Article:
Quite interesting facts about dating (http://www.telegraph.co.uk/culture/qi/7472043/QI-Quite-interesting-facts-about-dating.html)

There are many other topics at the link.

TPTB
27th May 2010, 08:18 PM
First date

The first date in literature appears in the 5,000-year-old Sumerian Epic of Gilgamesh. In order to tame Enkidu, a Tarzan-like wild man who is terrorising his people, the king Gilgamesh sends Shamhat, a beautiful prostitute. There was no question of first date nerves. They meet at a waterhole where "Shamhat loosened her undergarments, and he took in her attractions". He goes on to drink seven jars of beer, eats bread for the first time and the couple spend a week in bed. As a result, Enkidu decides to shave, clean himself up and get dressed in clothes for the first time. Rejected by his former animal friends, he accompanies Shamhat to the city, "having acquired wisdom".

Quite interesting facts about dating (http://www.telegraph.co.uk/culture/qi/7472043/QI-Quite-interesting-facts-about-dating.html)

There are many other topics at the link.


Lol... great story there. The moral I take away from it is, "Never eat bread with beer." :)

Buddha
27th May 2010, 09:17 PM
Stopping by Woods on a Snowy Evening

by Robert Frost

Whose woods these are I think I know.
His house is in the village though;
He will not see me stopping here
To watch his woods fill up with snow.

Stored records:
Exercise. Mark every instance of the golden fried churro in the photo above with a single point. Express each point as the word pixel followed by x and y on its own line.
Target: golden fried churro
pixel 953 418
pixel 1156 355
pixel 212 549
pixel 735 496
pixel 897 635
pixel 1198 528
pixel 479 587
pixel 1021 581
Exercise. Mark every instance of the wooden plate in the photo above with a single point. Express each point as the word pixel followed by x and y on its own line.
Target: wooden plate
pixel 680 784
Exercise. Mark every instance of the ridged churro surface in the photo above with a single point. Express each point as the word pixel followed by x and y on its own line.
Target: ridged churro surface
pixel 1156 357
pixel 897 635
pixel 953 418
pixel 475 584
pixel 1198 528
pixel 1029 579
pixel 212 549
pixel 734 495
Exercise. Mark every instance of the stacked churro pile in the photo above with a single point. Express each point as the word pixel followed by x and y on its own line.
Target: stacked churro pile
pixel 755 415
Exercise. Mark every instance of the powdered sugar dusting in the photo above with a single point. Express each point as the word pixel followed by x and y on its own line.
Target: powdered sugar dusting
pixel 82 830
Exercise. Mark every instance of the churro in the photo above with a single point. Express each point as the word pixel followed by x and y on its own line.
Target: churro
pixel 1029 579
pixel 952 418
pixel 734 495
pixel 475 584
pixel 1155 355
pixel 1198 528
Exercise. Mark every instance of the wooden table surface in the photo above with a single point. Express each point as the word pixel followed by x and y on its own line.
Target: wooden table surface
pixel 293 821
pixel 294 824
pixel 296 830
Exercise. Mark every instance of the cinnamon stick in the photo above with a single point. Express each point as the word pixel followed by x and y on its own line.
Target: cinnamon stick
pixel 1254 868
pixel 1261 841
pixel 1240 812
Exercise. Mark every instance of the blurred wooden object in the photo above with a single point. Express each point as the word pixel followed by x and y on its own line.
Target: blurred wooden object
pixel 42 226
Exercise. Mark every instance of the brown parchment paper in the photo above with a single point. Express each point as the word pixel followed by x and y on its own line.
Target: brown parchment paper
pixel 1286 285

Problems to work on:
[1] In the forum thread, rewrite the passage starting at "by Robert Frost" and ending at "up with snow.", replacing "village" with "town".
[2] Name every character mentioned in the forum thread's account of the Epic of Gilgamesh.
[3] According to the forum thread, how many jars of beer does Enkidu drink?

Solution set:
[1]
by Robert Frost

Whose woods these are I think I know.
His house is in the town though;
He will not see me stopping here
To watch his woods fill up with snow.

[2] Gilgamesh, Enkidu, Shamhat

[3] Seven